● **Selected extract**
>>

Setup Iterative OBC generation (for Long CESM-MOM6 runs) w/ the Large Data Workflow#

Often, generating OBC datasets can be done all in one shot, but in longer and larger cases (like running the Northwest Atlantic for a year) we need to start iterating through the generation. Generating open boundary condition (OBC) data is essential for the entire model runtime but can be time-consuming and resource-intensive.

The Large Data Workflow in CrocoDash helps manage this by breaking data access into smaller, more manageable components.

Large Data Workflow Overview#

The workflow is enabled by setting the too_much_data boolean in case.configure_forcings. This triggers the copying of a script folder into the case input directory forcing folder and the generation of a configuration file to download the required boundary condition files. An example of this is in CrocoGallery under features/add_data_products.ipynb. Users can trigger the workflow by running driver.py in the forcing folder and adjusting config options in the config file.

Folder Structure#

  • config.json – Defines the region-specific requirements and run parameters.

  • README – Explains the workflow.

  • driver.py – Executes all scripts needed to obtain OBC data.

  • Code/ – Contains all scripts used in the workflow.

  • raw_data/, regridded_data/ – Intermediate storage for workflow steps, preventing the need to rerun all scripts at once.

Scripts#

  1. get_data_piecewise – Retrieves raw, unprocessed data in chunks (size defined by config["params"]["step"]) and saves it to config["raw_data"].

  2. regrid_data_piecewise – Processes raw data and stores it in config["regridded_data"].

  3. merge_piecewise_dataset – Combines regridded data into the final dataset for model input.

How to Use#

  1. Identify and allocate available computing resources.

  2. Adjust the step parameter to match resource constraints (default: 5 days).

  3. Run each step manually or use driver.py as a guide.

Step 1: Trigger Large Data Workflow#

This can be done by setting the too_much_data bool to true.

case.configure_forcings(
    date_range = ["2020-01-01 00:00:00", "2020-01-09 00:00:00"],
    too_much_data = True
)
---------------------------------------------------------------------------
NameError                                 Traceback (most recent call last)

<<

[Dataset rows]
>>

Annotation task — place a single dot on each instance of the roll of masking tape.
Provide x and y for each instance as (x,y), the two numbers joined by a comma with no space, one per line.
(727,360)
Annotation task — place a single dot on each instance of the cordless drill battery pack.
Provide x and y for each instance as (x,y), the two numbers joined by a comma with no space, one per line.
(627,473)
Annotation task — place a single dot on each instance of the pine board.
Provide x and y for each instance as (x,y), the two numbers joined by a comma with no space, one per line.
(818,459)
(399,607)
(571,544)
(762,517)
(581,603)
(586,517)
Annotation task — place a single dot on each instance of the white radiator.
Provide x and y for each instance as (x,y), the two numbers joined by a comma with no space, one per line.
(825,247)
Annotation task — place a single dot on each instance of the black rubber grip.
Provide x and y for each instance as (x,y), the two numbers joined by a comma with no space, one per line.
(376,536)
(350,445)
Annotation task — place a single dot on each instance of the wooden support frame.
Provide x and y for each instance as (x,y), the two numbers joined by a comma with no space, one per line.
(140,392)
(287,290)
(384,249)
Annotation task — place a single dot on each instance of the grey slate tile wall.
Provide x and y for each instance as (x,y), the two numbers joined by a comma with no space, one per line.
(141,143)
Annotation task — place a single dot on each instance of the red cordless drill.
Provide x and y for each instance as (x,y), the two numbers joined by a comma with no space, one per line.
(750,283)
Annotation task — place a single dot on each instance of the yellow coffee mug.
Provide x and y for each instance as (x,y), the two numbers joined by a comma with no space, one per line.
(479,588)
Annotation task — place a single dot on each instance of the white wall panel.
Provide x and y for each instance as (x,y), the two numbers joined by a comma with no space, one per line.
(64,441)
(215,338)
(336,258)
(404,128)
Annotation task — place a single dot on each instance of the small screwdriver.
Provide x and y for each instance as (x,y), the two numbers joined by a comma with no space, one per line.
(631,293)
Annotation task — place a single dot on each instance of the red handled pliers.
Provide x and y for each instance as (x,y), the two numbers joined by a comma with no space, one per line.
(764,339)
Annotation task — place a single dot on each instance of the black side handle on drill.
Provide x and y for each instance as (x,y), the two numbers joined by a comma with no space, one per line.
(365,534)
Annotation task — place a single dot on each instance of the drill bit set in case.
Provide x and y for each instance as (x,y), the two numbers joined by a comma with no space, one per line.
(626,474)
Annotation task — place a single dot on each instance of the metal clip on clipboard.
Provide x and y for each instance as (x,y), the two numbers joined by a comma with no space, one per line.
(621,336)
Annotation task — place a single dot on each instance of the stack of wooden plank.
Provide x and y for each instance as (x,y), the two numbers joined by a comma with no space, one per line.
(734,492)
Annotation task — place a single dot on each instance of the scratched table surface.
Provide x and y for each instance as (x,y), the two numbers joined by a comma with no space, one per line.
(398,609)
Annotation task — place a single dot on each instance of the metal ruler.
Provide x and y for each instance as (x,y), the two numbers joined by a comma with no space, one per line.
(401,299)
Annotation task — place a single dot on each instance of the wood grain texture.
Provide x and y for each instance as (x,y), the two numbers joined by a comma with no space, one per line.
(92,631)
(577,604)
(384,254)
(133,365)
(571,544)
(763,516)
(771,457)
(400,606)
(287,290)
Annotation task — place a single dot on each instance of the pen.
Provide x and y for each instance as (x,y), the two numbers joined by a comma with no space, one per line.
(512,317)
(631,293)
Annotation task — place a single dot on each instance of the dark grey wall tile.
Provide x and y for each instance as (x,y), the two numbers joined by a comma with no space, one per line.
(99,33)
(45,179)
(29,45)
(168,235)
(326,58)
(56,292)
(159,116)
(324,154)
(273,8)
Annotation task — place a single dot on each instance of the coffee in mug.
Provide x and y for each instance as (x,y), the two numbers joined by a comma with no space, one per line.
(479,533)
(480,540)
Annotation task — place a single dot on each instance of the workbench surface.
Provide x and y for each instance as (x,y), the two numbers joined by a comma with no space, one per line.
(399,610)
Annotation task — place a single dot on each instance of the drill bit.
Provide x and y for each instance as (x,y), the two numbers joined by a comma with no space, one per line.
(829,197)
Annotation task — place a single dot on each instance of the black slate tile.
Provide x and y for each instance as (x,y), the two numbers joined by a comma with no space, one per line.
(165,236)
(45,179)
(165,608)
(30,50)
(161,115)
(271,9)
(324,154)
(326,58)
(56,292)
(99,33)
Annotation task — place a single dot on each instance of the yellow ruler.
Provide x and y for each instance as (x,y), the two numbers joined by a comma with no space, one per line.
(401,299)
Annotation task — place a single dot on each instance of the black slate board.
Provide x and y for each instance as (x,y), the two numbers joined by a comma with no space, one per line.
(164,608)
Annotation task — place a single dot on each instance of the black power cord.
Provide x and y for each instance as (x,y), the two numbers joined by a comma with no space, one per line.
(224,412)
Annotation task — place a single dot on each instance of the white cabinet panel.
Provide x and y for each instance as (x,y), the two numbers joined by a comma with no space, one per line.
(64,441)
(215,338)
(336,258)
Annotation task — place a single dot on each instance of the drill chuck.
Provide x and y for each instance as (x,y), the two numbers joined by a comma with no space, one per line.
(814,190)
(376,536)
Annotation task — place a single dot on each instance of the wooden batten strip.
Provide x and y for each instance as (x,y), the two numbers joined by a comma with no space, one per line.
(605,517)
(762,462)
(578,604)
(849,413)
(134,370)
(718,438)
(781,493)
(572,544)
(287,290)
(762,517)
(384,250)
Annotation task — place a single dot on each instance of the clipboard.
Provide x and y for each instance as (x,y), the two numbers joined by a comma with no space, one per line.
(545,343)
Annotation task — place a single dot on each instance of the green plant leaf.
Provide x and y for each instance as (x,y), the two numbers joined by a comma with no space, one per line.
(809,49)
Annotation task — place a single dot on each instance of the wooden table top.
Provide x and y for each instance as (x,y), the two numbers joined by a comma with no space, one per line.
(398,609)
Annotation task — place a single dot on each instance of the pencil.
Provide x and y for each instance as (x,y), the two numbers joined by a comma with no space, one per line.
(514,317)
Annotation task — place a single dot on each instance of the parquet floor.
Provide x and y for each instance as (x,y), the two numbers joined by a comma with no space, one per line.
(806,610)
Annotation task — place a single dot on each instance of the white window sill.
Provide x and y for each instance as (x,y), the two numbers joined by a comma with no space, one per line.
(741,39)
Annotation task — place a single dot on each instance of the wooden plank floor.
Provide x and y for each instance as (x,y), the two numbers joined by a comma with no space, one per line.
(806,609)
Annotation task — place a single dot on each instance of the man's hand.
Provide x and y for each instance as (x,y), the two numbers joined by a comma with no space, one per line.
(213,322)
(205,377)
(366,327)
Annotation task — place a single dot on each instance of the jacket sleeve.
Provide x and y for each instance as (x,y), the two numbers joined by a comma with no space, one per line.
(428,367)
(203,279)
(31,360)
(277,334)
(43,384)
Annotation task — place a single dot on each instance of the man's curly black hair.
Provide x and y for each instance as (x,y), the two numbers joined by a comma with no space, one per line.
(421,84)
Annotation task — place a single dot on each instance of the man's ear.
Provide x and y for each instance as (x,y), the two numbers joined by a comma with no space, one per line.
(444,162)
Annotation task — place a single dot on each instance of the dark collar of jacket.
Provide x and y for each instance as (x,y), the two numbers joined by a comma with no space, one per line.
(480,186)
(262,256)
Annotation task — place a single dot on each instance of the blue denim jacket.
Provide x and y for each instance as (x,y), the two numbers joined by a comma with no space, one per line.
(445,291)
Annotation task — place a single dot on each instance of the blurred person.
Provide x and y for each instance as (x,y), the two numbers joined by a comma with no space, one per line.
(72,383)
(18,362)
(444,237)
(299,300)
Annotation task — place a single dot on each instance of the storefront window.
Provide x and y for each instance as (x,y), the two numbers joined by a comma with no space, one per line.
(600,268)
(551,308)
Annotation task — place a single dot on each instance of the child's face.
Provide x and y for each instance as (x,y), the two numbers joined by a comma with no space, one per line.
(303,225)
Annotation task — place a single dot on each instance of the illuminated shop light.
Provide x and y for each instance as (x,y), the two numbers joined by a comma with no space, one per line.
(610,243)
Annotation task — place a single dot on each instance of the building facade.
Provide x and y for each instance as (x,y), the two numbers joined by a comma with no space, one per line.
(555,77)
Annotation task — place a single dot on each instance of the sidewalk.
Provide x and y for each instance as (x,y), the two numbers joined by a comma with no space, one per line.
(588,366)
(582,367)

<<

● **Requirements**
Using the page on iterative OBC generation, answer these:
(a) What is the default value of the step parameter?
(b) Which script combines regridded data into the final dataset for model input?
(c) Where does regrid_data_piecewise store the data it processes?

● **The result**
(a) 5 days.
(b) merge_piecewise_dataset.
(c) In config["regridded_data"].